## YOUR OBJECTIVE
Each line below that contains the word "cabinet" must be copied.

[Dataset entries]
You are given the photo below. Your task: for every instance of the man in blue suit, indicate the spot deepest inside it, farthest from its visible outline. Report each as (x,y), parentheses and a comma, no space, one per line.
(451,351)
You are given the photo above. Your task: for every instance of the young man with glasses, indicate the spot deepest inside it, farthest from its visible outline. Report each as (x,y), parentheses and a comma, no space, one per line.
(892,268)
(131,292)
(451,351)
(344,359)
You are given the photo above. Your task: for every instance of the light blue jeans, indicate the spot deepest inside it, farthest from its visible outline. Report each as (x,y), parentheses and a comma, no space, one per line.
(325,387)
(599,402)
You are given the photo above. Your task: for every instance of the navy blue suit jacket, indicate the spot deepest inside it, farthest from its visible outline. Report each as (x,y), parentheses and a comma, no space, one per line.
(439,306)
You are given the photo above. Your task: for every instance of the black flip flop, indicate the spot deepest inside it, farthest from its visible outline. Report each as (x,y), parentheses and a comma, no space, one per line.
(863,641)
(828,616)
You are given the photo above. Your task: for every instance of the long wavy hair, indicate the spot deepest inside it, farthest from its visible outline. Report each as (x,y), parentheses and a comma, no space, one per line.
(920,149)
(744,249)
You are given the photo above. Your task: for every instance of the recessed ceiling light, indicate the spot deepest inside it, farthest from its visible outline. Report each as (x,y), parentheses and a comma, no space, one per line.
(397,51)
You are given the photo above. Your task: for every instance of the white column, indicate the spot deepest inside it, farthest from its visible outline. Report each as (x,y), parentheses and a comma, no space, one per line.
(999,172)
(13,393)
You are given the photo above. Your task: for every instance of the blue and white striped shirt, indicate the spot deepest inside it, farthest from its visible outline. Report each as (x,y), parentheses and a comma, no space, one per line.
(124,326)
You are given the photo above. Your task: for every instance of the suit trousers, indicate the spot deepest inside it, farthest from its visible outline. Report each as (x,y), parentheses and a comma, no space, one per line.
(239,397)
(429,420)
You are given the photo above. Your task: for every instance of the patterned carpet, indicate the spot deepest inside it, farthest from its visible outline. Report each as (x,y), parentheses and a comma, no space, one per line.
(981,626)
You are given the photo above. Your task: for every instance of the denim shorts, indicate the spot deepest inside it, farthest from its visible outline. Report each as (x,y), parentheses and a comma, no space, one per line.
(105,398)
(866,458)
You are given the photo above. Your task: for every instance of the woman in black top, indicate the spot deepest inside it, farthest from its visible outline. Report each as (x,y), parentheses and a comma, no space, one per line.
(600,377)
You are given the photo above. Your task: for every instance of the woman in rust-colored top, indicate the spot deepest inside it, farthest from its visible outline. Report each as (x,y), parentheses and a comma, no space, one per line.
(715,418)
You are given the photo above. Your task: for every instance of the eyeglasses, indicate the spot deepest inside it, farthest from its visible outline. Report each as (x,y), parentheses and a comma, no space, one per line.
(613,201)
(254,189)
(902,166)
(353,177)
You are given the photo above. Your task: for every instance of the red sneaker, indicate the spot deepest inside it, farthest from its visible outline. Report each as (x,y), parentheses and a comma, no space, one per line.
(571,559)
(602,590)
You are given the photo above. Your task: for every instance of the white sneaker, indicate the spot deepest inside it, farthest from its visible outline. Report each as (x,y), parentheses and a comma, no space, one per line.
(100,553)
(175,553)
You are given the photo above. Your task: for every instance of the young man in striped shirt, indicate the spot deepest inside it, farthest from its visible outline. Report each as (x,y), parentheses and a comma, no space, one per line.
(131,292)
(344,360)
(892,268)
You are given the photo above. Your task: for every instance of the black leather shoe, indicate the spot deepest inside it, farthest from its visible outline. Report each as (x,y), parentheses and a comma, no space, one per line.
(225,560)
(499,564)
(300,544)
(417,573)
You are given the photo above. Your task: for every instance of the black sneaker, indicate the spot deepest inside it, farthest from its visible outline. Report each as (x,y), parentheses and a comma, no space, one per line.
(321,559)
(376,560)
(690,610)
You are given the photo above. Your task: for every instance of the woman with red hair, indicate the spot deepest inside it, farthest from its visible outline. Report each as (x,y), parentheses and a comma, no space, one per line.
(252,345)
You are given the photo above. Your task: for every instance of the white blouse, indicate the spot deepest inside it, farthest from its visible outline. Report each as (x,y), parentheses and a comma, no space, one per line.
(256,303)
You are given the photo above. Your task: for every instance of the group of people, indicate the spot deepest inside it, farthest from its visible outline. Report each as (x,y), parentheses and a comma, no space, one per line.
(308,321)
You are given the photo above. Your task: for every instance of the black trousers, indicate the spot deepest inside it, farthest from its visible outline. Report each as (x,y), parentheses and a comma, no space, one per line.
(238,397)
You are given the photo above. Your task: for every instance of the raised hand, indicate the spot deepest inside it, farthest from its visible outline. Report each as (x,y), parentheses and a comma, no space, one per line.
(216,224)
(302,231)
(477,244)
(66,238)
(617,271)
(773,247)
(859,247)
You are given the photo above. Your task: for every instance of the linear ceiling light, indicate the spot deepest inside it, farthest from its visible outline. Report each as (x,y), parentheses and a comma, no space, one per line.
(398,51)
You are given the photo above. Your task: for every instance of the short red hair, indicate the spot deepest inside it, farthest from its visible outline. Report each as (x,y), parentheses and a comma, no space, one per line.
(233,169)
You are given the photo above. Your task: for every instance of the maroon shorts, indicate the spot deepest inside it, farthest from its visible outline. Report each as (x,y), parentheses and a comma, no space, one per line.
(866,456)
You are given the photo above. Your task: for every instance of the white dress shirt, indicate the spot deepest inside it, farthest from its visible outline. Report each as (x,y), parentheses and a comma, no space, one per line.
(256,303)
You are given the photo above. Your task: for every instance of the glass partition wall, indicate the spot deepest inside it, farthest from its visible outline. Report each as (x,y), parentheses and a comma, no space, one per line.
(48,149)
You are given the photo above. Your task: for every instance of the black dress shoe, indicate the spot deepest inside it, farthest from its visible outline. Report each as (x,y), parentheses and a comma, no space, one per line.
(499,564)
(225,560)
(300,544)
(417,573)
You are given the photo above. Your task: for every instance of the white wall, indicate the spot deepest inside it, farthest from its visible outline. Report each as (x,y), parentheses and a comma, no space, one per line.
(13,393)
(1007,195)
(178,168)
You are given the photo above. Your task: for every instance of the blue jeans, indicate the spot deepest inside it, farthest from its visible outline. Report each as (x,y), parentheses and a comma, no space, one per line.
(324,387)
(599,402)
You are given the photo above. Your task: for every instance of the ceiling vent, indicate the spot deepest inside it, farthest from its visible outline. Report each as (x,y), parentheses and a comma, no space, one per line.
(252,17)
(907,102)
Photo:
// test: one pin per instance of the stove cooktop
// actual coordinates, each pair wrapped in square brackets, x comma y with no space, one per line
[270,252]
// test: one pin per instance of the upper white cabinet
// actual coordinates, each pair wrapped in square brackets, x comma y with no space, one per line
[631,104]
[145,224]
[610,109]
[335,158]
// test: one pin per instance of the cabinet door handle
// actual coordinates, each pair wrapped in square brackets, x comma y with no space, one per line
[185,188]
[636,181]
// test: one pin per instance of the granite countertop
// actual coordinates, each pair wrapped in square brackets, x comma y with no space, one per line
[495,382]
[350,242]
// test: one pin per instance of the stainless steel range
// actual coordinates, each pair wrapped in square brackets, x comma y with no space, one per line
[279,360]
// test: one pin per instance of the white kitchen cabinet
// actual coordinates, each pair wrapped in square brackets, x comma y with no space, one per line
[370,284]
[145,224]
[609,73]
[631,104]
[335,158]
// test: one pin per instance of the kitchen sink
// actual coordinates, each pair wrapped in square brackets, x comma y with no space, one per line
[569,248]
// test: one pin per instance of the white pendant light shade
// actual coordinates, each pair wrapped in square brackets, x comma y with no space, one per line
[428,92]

## ANSWER TO THE EXERCISE
// test: one pin per instance of the upper white cabinet
// test: one pin per instance of the cabinet door handle
// test: one pin per instance of the white kitchen cabinet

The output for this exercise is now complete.